▶ **TO DO**: Update the rows below by replacing each occurrence of "negative clicks" with "background clicks" and leaving everything else unchanged.

Top of DATA SUPPLIED

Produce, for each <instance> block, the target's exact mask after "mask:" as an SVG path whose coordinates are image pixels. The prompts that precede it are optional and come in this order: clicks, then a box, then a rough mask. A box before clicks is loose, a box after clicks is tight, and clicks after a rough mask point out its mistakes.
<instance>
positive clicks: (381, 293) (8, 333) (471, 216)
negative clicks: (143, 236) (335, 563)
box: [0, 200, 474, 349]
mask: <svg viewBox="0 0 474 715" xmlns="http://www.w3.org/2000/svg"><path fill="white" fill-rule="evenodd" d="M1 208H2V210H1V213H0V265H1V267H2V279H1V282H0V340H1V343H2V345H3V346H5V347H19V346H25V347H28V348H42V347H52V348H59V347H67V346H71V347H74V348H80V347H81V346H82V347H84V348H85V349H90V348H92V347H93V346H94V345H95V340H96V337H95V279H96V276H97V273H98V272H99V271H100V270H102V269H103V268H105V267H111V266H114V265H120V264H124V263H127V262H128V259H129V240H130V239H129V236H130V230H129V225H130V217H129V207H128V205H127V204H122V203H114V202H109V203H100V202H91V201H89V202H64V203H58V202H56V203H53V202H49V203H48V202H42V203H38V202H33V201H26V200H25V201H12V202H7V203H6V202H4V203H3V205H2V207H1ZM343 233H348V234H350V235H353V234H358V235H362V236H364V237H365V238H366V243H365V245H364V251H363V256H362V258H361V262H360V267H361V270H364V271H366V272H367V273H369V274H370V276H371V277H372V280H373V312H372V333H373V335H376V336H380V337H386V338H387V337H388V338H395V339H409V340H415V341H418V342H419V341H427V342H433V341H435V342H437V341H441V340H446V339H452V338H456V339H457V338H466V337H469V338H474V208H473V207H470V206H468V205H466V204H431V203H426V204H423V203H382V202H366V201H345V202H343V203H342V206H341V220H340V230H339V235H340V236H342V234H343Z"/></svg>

Bottom of DATA SUPPLIED

▶ **SOLUTION TO THIS EXERCISE**:
Produce, for each <instance> block, the target's exact mask after "mask:" as an SVG path whose coordinates are image pixels. The prompts that precede it are optional and come in this order: clicks, then a box, then a rough mask. A box before clicks is loose, a box after clicks is tight, and clicks after a rough mask point out its mistakes.
<instance>
positive clicks: (381, 293) (8, 333) (471, 216)
background clicks: (143, 236) (335, 563)
box: [0, 200, 474, 349]
mask: <svg viewBox="0 0 474 715" xmlns="http://www.w3.org/2000/svg"><path fill="white" fill-rule="evenodd" d="M1 208H2V210H1V213H0V265H1V267H2V279H1V282H0V340H1V343H2V345H3V346H5V347H19V346H25V347H28V348H42V347H52V348H59V347H67V346H71V347H74V348H80V347H81V346H82V347H84V348H85V349H90V348H92V347H93V346H94V345H95V340H96V337H95V279H96V276H97V273H98V272H99V271H100V270H102V269H103V268H105V267H111V266H114V265H120V264H124V263H127V262H128V259H129V240H130V239H129V236H130V230H129V225H130V217H129V207H128V205H127V204H122V203H114V202H109V203H100V202H91V201H89V202H64V203H58V202H56V203H53V202H49V203H48V202H42V203H38V202H33V201H26V200H25V201H12V202H7V203H6V202H4V203H3V205H2V207H1ZM343 233H348V234H350V235H353V234H358V235H362V236H364V237H365V238H366V243H365V245H364V251H363V256H362V258H361V262H360V267H361V270H364V271H366V272H367V273H369V274H370V276H371V277H372V280H373V312H372V333H373V335H376V336H380V337H386V338H387V337H388V338H395V339H409V340H415V341H418V342H419V341H427V342H433V341H435V342H437V341H441V340H446V339H452V338H456V339H457V338H466V337H469V338H474V208H473V207H470V206H468V205H466V204H431V203H426V204H423V203H382V202H366V201H345V202H343V203H342V206H341V220H340V230H339V235H340V236H342V234H343Z"/></svg>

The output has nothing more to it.